Excerpt to read
Q: Mukwanago is so far away!
A: Mukwanago is not far away at all! It’s 6 miles from Hayward. And word is they got out and packed it a bunch. And it’s a terrific trail.
Q: Where else can I find places to ski that aren’t the Birkie Trail.
Q: Are conditions good in other places?
Q: I’m a #pro and I need to obsessively test wax on Friday for the race, where can I go?
A: Probably the warm-up track near the start would work? Or the west loops at OO, if they’re regroomed? Or go on the trail and be really annoying to other skiers testing wax, that’s a good idea.
Q: Can I ski the Korteloppet course after the Kortie and before they regroom it?
A: Officially: no. Unofficially: probably, but why? Just ski loops at OO or Mosquito Brook or at Fish Hatchery or Birkie Ridge. Again, you don’t want to meet a groomer coming down the trail as you’re going up. They’ll probably be grooming from both directions (I think a machine lives in Hayward during the race—the Birkie posted a photo getting gas at a gas station downtown—and can come up the lake and over the hill, the rest of the machines live at OO) so just let them be, mmkay?
Q: Is the Birkie Trail the shortest way to ride my snowmobile to Metro’s?
A: No. Or maybe, depending on where you are, but stick to the sled trails, please. Unless you’ve been deputized to pull a drag. (Also, apparently Metro’s has been closed for a decade.)
Q: Okay, so, I’m going to ski at North End. Some of the North End trails cross the Birkie Trail or even use it for a few meters to go from one side to the other. Will there be Birkie police out there if I cross the trail or ski down it for 30m to get to the rest of the North End trail? Can I do that? I want to be good but I want to get a ski in!
A: You know what? Use your best judgement. If the groomer went by three minutes before and you’d be putting ruts in the trail going across, maybe wait a few minutes, or ski gently in the tracks and cross double-poling at a right angle, or circle back. If it’s not final-passed or pretty solid, you’re probably in the clear. Just let it be our little secret. Abide by the spirit of the rule.
I think we can do this.
Headline says it all. The race is going to be great. Not too cold. Lots of snow. Plenty on the trail.
But the trail may be soft. Despite the Birkie’s best efforts to plow snow off the trail (yes, that’s what they’re doing with any snow that falls) they can’t get it all. So even if there’s cold snow underneath to mix with the new snow, it won’t be as solid a skate deck and classic track as what’s there now with a week of cold and no new snow. (Plus, the skate deck will break down faster; probably only the first few dozen skiers will really want their stiffest skis unless there’s a lot of water content in the snow and a refreeze, and that’s not about to happen.)
Now, this is a great problem to have. The headlines in 2017 from five days out mentioned words like “grim” and referenced the song lyrics “livin’ on a prayer.” This year you should only be praying you don’t only have a pair of super-hard track skis.

Directives
1. According to the Birkie post, why may the trail be soft on race day?
2. Pick out every line of the records that contains the string "ladybug".

Extracted entries
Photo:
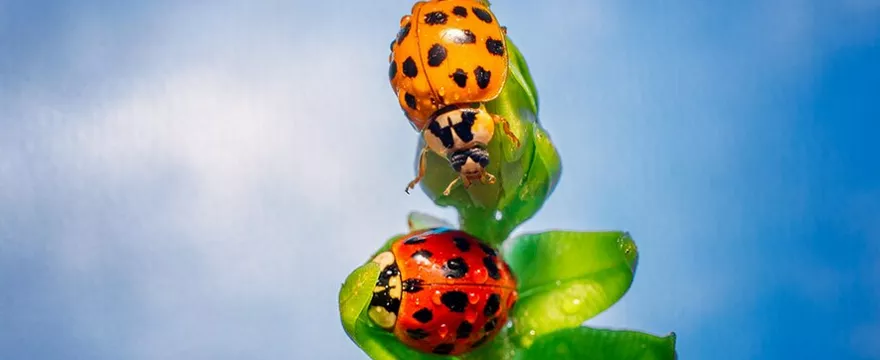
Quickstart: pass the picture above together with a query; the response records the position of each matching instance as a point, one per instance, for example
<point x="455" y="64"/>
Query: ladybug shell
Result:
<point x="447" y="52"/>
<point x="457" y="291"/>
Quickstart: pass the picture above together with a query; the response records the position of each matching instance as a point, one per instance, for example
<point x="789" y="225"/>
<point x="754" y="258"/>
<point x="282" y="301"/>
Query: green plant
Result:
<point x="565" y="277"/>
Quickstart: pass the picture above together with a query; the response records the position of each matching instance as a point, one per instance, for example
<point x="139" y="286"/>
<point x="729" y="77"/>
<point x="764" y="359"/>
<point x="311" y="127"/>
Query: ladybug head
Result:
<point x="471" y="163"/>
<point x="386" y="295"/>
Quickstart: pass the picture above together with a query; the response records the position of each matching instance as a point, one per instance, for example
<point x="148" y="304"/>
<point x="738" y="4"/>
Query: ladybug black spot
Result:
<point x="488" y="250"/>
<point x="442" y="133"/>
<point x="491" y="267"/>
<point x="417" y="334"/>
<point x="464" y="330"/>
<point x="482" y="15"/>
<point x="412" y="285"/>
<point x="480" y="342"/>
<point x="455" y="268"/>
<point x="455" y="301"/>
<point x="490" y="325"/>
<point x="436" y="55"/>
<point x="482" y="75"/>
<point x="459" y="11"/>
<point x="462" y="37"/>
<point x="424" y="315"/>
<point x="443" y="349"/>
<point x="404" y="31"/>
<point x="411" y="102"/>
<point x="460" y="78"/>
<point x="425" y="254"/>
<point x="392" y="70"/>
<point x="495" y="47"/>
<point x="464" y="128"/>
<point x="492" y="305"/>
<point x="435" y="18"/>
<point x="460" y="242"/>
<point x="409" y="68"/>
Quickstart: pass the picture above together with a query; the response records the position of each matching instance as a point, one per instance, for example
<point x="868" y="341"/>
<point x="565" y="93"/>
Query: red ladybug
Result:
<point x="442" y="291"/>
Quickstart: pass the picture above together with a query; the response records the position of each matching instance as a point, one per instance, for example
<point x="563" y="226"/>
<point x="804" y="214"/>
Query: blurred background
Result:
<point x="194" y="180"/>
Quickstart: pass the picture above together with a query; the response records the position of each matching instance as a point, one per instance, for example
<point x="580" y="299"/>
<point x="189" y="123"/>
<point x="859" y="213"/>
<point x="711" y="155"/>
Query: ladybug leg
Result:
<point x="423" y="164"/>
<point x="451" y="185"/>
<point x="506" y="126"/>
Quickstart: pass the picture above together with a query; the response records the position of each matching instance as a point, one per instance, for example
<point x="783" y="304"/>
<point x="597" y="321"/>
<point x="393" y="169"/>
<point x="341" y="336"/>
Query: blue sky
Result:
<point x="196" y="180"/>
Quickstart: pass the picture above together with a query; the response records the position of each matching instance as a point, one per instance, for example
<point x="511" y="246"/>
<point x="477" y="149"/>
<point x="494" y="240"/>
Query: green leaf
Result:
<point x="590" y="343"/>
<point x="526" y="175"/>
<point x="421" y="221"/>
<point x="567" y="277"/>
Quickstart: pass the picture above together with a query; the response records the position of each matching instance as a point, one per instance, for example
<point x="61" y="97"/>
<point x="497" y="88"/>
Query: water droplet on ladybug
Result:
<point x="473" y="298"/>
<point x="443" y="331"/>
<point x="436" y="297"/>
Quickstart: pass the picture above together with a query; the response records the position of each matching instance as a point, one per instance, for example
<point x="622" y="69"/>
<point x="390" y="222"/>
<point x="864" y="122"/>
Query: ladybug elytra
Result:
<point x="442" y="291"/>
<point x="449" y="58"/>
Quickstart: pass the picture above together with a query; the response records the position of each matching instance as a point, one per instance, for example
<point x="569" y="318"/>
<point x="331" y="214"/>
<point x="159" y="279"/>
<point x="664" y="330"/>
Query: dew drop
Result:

Solution list
1. The Birkie plows falling snow off the trail but can't get it all. Even with cold snow underneath to mix with it, the new snow won't make as solid a skate deck and classic track as the current surface, which has had a week of cold and no new snow.

2.
Query: ladybug shell
Query: ladybug head
Query: ladybug black spot
Query: red ladybug
Query: ladybug leg
Query: water droplet on ladybug
Query: ladybug elytra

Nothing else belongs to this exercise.